---------- DATA SECTION
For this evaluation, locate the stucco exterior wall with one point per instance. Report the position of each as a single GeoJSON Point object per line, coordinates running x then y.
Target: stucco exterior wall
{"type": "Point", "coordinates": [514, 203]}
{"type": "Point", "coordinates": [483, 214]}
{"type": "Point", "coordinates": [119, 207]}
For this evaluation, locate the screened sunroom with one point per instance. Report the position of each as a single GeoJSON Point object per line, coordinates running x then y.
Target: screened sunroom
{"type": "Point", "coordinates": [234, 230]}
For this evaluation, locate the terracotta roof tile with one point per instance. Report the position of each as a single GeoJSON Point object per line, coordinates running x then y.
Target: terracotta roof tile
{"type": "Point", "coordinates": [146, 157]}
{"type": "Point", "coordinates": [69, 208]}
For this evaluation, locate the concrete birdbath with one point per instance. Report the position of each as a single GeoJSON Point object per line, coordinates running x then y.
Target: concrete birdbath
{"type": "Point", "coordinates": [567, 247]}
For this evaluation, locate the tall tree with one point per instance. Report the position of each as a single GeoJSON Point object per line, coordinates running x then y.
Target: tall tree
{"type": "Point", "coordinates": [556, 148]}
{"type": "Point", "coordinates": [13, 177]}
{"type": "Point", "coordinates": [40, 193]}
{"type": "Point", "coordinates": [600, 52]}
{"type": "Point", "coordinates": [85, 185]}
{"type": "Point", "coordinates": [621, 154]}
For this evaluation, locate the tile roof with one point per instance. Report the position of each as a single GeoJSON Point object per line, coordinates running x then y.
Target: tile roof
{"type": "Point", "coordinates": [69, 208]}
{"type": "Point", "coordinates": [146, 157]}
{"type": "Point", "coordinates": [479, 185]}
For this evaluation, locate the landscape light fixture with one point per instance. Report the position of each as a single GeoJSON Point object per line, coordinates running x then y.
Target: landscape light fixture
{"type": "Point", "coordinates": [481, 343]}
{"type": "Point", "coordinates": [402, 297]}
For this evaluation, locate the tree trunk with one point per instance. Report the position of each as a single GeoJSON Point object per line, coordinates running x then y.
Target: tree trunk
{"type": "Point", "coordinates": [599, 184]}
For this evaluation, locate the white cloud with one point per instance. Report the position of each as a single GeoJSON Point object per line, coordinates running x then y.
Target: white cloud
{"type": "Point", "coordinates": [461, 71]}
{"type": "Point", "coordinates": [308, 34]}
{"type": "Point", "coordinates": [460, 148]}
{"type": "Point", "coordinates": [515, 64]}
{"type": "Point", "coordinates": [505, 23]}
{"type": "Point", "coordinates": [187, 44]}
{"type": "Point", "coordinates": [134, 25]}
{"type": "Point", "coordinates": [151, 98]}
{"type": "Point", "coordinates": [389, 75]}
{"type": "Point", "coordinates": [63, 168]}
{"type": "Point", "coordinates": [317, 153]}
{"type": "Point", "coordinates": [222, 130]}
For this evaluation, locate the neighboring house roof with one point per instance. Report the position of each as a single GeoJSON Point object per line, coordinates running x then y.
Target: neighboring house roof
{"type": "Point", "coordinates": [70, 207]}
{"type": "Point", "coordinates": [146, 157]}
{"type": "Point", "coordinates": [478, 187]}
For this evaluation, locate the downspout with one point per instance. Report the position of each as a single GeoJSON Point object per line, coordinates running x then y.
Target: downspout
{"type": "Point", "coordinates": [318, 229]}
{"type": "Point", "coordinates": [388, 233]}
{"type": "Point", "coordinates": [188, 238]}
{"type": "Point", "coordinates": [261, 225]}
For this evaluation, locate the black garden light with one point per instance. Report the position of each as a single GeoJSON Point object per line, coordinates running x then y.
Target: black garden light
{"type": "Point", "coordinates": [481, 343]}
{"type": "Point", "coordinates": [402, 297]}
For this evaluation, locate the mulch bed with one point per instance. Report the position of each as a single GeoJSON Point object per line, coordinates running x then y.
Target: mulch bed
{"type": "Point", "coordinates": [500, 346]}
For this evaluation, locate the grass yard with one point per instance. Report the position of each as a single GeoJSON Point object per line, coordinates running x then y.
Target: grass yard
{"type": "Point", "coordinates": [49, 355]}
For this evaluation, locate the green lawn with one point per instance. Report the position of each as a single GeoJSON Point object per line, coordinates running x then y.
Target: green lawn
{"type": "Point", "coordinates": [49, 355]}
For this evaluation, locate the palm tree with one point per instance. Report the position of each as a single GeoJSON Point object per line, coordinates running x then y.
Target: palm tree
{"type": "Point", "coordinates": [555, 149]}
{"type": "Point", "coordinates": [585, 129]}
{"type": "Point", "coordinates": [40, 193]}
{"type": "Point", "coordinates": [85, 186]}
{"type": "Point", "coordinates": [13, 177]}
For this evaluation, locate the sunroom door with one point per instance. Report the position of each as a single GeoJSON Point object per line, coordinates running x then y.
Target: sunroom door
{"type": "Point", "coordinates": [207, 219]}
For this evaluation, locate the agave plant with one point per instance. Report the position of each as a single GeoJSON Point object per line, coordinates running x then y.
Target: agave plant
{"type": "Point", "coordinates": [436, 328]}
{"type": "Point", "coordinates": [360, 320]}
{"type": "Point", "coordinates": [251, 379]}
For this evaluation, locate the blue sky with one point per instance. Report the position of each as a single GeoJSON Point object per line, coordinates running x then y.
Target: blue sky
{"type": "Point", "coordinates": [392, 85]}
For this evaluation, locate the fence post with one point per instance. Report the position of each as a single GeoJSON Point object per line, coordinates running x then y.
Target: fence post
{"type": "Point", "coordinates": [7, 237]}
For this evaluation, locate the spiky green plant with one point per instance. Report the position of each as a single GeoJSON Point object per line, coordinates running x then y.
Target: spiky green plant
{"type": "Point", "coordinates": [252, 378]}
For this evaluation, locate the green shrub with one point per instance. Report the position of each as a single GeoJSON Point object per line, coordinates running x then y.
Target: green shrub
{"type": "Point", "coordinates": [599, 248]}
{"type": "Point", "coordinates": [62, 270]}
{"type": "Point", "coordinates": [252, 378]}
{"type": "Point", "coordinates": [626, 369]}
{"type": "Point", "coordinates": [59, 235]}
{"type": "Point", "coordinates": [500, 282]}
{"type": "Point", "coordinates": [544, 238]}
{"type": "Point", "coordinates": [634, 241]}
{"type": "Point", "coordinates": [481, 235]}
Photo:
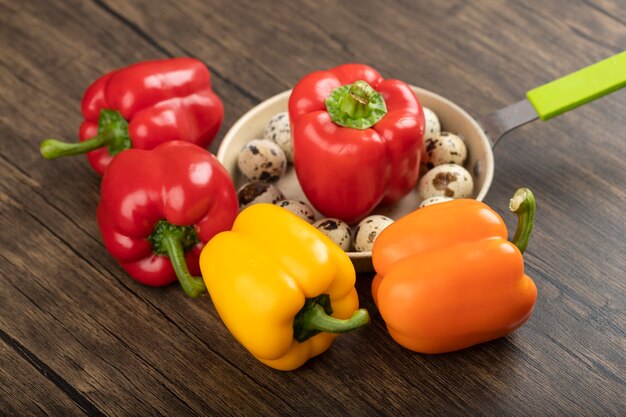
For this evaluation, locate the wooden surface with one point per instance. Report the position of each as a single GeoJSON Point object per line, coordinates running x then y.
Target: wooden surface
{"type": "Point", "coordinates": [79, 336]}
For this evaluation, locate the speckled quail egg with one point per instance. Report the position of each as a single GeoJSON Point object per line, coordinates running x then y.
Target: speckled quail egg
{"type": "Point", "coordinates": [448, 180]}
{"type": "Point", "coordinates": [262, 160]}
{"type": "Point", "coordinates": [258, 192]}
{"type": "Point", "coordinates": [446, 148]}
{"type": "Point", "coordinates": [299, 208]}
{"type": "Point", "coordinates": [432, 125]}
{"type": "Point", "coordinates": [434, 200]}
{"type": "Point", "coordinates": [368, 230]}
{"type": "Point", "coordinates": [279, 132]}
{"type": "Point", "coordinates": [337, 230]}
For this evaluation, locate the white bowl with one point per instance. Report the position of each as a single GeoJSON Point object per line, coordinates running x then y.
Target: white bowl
--------------------
---------- DATA SECTION
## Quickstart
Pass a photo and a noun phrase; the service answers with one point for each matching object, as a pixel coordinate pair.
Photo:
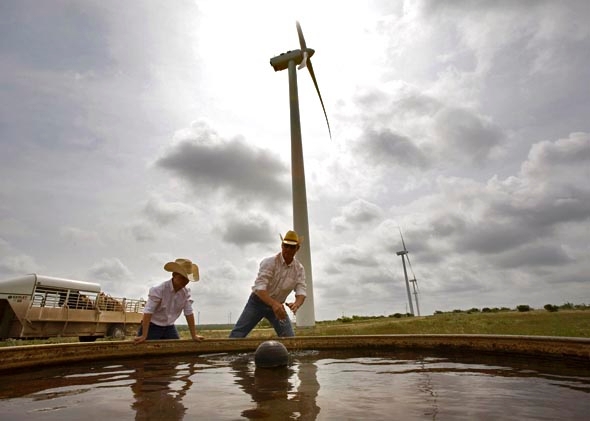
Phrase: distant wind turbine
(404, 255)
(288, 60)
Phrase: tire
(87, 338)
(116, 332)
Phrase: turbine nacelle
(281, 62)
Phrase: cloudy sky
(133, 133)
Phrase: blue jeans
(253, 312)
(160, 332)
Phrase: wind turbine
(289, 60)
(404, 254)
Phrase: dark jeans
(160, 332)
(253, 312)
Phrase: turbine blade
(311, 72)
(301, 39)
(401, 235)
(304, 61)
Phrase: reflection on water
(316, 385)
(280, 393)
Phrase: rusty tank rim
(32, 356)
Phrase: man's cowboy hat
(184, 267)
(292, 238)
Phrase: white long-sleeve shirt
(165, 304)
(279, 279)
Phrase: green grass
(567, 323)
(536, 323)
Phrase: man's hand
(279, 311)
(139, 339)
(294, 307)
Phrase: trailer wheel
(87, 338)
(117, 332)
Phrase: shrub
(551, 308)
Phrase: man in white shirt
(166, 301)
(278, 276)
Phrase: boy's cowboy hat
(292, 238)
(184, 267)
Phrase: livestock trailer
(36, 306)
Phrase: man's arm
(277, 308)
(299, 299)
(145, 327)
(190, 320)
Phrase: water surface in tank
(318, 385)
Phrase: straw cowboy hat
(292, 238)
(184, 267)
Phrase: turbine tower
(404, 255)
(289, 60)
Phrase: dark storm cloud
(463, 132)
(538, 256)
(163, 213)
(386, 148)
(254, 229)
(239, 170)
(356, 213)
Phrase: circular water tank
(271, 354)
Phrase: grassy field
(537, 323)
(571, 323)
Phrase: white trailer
--------------------
---------- DATA SECTION
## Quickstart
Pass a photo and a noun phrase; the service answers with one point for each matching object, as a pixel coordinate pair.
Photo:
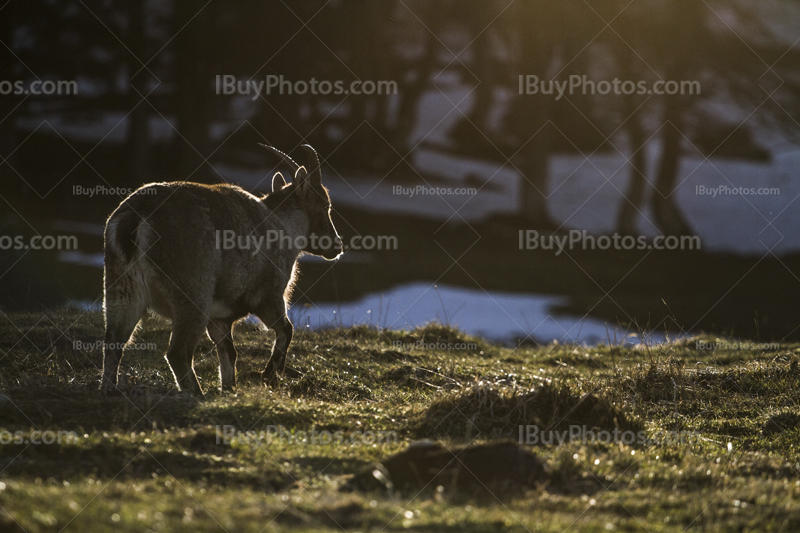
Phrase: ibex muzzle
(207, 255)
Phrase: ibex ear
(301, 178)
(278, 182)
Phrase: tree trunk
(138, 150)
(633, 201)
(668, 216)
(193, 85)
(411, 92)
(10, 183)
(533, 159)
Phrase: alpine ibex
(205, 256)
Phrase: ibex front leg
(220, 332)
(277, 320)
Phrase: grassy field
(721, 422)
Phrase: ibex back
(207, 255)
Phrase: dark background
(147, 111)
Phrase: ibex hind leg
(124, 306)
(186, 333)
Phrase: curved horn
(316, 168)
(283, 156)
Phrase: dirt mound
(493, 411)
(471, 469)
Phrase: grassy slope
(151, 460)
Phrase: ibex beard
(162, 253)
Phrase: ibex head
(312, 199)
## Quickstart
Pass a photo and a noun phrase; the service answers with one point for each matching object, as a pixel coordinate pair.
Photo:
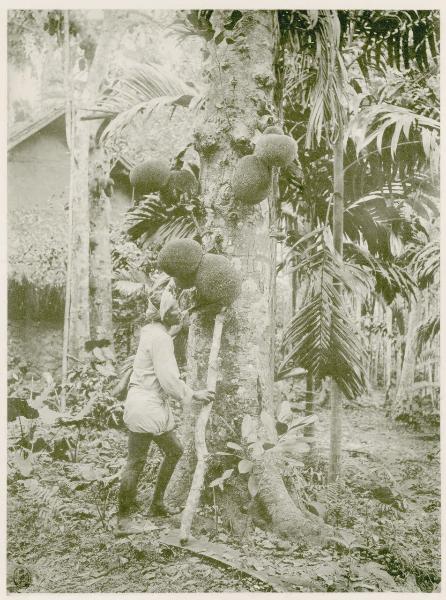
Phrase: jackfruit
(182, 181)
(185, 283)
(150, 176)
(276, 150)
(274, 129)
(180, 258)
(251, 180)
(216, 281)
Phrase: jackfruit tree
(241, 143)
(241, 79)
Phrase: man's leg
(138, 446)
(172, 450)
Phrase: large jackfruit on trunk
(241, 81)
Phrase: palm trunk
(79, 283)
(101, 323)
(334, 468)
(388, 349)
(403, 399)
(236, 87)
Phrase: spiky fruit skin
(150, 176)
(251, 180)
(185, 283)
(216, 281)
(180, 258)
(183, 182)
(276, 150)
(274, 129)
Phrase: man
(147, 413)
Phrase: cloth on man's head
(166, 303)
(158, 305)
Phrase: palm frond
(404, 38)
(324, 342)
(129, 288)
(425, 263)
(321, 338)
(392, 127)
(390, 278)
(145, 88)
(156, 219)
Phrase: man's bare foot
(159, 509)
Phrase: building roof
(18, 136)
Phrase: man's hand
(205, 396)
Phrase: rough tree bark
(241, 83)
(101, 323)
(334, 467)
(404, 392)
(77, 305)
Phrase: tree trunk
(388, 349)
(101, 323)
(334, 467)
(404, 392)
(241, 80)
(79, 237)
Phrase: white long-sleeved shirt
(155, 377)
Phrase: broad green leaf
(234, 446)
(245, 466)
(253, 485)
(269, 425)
--------------------
__DIRECTIONS FOR THIS TASK__: Which lines above contain the string "surface", with uppercase and lowercase treated as different? Pull out each of those lines in full.

__RESULT__:
For this evaluation, locate the wooden surface with one point per instance. Report the position of each as a single GeoJSON Point object per line, coordinates running x then y.
Target: wooden surface
Phrase: water surface in tank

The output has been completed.